## Travail à réaliser
D'après le texte fourni sur les échantillons de craie et de silex, indiquez la couleur de tous les silex recueillis.

L'examen des échantillons de craie et de silex
receuillis entre 327m80 et 350 m. de profondeur nous a
montré qu'il s'agissait d'une craie blanche, à grains
peu fins, grumeleuse, qui ne présente pas les
caractères lithologiques de la craie maestrichtienne,
mais plutot ceux de la craie sénonienne de l'assise de
Spienne: Tous les silex recueillis sont gris ou blonds,
mais la coloration des silex n'ayant aucun rapport avec
l'âge de la formation qui les contient et en l'absence
de fossiles caractéristiques, il est difficile de se
prononcer sur l'âge précis des craies recoupées par ce
forage.
RESULTATS HYDROLOGIQUES.
Débit des eaux dans la craie.

## Matériel recueilli
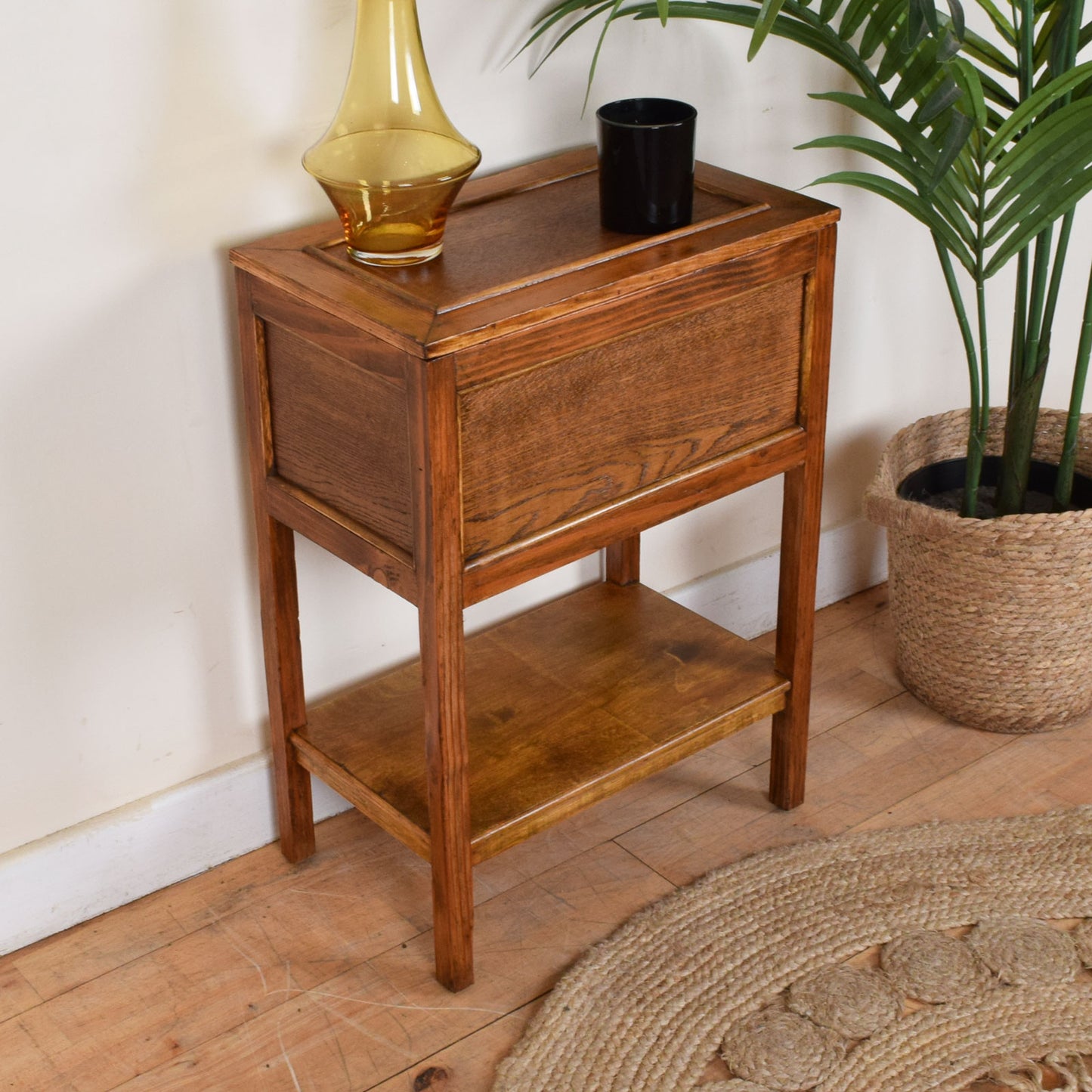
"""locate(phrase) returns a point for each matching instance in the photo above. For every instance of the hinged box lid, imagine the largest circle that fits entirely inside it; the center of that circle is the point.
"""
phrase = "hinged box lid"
(524, 246)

## Résultat de l'exercice
Tous les silex recueillis sont gris ou blonds.